* **Data provided**

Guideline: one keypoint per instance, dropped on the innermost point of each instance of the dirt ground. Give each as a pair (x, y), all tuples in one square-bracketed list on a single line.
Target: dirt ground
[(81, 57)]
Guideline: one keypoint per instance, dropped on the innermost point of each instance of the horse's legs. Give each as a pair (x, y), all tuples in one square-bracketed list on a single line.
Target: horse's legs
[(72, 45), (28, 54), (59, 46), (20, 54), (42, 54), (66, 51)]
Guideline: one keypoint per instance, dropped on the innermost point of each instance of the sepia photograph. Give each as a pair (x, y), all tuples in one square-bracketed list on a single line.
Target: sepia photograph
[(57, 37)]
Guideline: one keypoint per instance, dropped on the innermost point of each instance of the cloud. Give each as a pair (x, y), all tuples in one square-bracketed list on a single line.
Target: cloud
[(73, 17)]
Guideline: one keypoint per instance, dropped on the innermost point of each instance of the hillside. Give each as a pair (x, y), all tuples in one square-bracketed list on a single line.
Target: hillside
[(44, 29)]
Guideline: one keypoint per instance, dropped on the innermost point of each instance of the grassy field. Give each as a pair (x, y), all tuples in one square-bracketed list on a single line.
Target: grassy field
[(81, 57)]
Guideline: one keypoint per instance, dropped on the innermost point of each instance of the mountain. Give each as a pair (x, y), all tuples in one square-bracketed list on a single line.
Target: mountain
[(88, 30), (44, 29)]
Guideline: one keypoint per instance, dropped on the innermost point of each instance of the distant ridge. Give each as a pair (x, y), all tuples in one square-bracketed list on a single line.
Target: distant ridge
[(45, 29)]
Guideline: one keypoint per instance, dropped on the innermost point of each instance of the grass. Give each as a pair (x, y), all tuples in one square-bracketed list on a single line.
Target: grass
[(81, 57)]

==

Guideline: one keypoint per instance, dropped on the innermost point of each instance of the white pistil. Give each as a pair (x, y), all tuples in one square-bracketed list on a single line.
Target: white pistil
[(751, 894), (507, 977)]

* **Task objective**
Search the listing for the string "Give". Copy each line where it is found.

* **Answer below**
Guideline: one keypoint per instance, dropped on the innermost point of each instance of the dirt ground. Give each as a pair (x, y), all tuples in one square-bracketed list on a single line.
Guideline: one keypoint per instance, dropped on the innermost point of each instance of the horse's legs. Give each as a pair (x, y), all tuples in one square-bracketed list on a single line.
Guideline: one keypoint per instance, dropped on the innermost point of each instance of the sepia photograph. Give each as a pair (x, y), all tuples in one square-bracketed list on a single line.
Guideline: one keypoint per instance, dropped on the innermost point of each instance of the cloud. Give each as a pair (x, y), all tuples in one square-bracketed list on a single line.
Guideline: one keypoint per instance, dropped on the innermost point of each instance of the hillside. Give each as a pair (x, y), all tuples in one square-bracketed list on a single line.
Guideline: one keypoint per instance, dropped on the innermost point of each instance of the grassy field. Give each as a pair (x, y), all tuples in one square-bracketed list on a single line.
Guideline: one keypoint per instance, dropped on the innermost point of each instance of the mountain. Give each as a pair (x, y), all tuples in one square-bracketed list on a single line.
Guideline: one keypoint per instance, dropped on the innermost point of each instance of the distant ridge. Give each as a pair (x, y), all tuples in one square-bracketed list on a single line.
Guideline: one keypoint per instance, dropped on the innermost point of each instance of the grass. Give each as a pair (x, y), all tuples in one square-bracketed list on a single line.
Guideline: one keypoint per instance, dropped on the innermost point of each instance of the white pistil. Give each as a pair (x, y), all tuples in one square-bracketed list on a single line.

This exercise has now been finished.